Items listed in a dataset
==========

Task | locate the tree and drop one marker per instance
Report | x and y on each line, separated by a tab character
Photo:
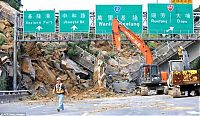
14	3
197	9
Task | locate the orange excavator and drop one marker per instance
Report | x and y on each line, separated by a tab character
149	77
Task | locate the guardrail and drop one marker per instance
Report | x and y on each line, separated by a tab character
12	96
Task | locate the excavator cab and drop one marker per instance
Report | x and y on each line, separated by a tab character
149	74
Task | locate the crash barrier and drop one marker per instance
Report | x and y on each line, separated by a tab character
12	96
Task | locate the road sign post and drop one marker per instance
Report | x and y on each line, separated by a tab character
170	19
129	15
39	21
74	21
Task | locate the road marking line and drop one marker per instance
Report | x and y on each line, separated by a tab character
193	112
36	107
85	114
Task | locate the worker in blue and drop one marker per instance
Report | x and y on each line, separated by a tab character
60	90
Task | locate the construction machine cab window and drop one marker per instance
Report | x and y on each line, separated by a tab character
154	70
177	66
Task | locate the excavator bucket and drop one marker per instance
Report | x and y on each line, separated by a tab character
116	38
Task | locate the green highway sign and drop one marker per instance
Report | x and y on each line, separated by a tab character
39	21
129	15
74	21
170	19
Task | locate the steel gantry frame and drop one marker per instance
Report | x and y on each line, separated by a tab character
20	36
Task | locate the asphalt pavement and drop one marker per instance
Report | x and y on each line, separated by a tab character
120	106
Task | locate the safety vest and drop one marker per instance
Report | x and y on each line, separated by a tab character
59	88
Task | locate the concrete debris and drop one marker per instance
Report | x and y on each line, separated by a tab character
3	59
68	64
6	31
26	67
32	50
26	82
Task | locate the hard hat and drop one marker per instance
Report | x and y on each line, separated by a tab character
58	78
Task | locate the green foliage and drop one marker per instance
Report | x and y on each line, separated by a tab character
3	82
13	3
50	49
151	45
2	40
197	9
195	64
84	45
72	51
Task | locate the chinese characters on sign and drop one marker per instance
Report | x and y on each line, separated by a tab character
126	14
182	1
170	18
39	21
74	20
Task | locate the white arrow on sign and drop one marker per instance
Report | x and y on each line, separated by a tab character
74	27
39	28
170	29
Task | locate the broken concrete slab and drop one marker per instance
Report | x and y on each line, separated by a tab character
68	64
26	67
26	82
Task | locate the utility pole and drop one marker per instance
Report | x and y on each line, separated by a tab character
15	54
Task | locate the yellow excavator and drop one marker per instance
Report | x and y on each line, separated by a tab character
182	80
149	77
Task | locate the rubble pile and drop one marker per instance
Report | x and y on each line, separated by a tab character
6	35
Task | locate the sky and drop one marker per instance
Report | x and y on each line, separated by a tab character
87	4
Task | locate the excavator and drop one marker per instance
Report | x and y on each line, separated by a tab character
149	77
182	80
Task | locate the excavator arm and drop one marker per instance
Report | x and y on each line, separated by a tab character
117	28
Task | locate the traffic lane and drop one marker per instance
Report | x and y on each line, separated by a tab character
134	105
155	105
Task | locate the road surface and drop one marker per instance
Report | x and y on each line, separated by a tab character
123	106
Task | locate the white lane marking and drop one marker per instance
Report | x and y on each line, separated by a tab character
193	112
36	107
85	114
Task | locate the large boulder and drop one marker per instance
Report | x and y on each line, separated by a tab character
27	67
44	74
26	82
68	64
112	62
32	50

==========

Please repeat all of the entries above word for word, but drop any pictures.

[FINISHED TASK]
Task | locate the tree and drop one marker per instance
Report | x and y on each line, separated by a tab character
Photo:
14	3
197	9
Task | locate the orange excavator and drop one marker per instance
Report | x and y on each line, separated by a tab character
149	77
Task | locate the guardrail and drop one marker per instance
Report | x and y on each line, separated by a tab character
12	96
Task | locate the excavator cab and drop one marker per instance
Report | x and y on each line, separated by a tab character
149	74
Task | locate the crash barrier and drop one marker per instance
Report | x and y on each line, separated by a tab character
12	96
Task | locate the road sign post and drop one marker per instance
Report | x and y on each line, separated by a tab character
170	19
129	15
39	21
74	21
Task | locate the road marking line and drop one marker per instance
Report | x and y on each line, separated by a tab character
193	112
36	107
85	114
Task | locate the worker in blue and drop one marker per instance
Report | x and y on each line, separated by a tab character
60	90
Task | locate the construction machine cab window and drop one marker per instance
Report | x and y on each line, separated by a tab character
154	70
177	66
Task | locate the excavator bucket and drop one marker per instance
Report | x and y on each line, separated by a tab character
116	38
Task | locate the green highway sign and drop one marker per instance
Report | x and y on each line, separated by a tab character
39	21
129	15
74	21
170	19
Task | locate the steel gantry frame and drop one marker per instance
Report | x and y on each line, separated by a tab character
20	36
Task | locate the asphalt pavement and drop one marker per instance
Report | x and y on each line, separated by a tab character
120	106
Task | locate the safety vest and drop one marker per instance
Report | x and y on each line, separated by a tab character
59	88
Task | locate the concrete debris and drop one marker per instance
Report | x and y on each line, separated by a tab character
3	59
68	64
6	31
26	67
32	50
26	82
Task | locate the hard hat and drop one marker per instance
Report | x and y on each line, separated by a tab character
58	78
Task | locate the green foliage and drop one marker per instance
Report | x and y on each line, separated by a tab character
3	82
13	3
50	49
151	45
2	40
197	9
195	64
84	45
72	51
Task | locate the chinese characters on sign and drop one marker per instance
Report | x and y on each line, separated by a tab character
126	14
182	1
170	18
39	21
74	20
Task | locate the white arrow on sign and drop one marker per instance
Report | x and y on each line, separated by a tab character
74	27
39	28
170	29
Task | locate the broken concrete slab and drop one marker per instance
Report | x and y on each line, separated by a tab character
68	64
26	67
26	82
Task | locate the utility pole and drop one marker per instance
Report | x and y on each line, separated by a tab character
15	54
Task | locate the yellow excavator and drop one marker per instance
Report | x and y on each line, separated by a tab character
182	80
149	77
Task | locate the rubble pile and drop one marker per instance
Report | x and y on each line, separated by a tab character
6	35
Task | locate the sky and drop one marker per instance
Report | x and y on each line, separated by a tab character
87	4
Task | locate the excavator and drop one marker per instance
Report | x and y on each line, separated by a tab character
149	77
182	80
Task | locate the excavator arm and drop one marker per instance
Report | x and y on each line, separated by a tab character
117	28
Task | locate the traffic lane and drop one marker per instance
Report | x and y on each line, separated by a tab character
134	105
155	105
Task | locate the road surface and drop one marker per instance
Report | x and y on each line, separated by a tab character
123	106
Task | locate the white lane marking and drop one marker per instance
Report | x and y on each line, separated by a tab character
193	112
36	107
85	114
Task | locate the large boulder and drop one marker per instance
Report | x and y on each line, separated by a tab character
27	67
44	74
26	82
68	64
112	62
32	50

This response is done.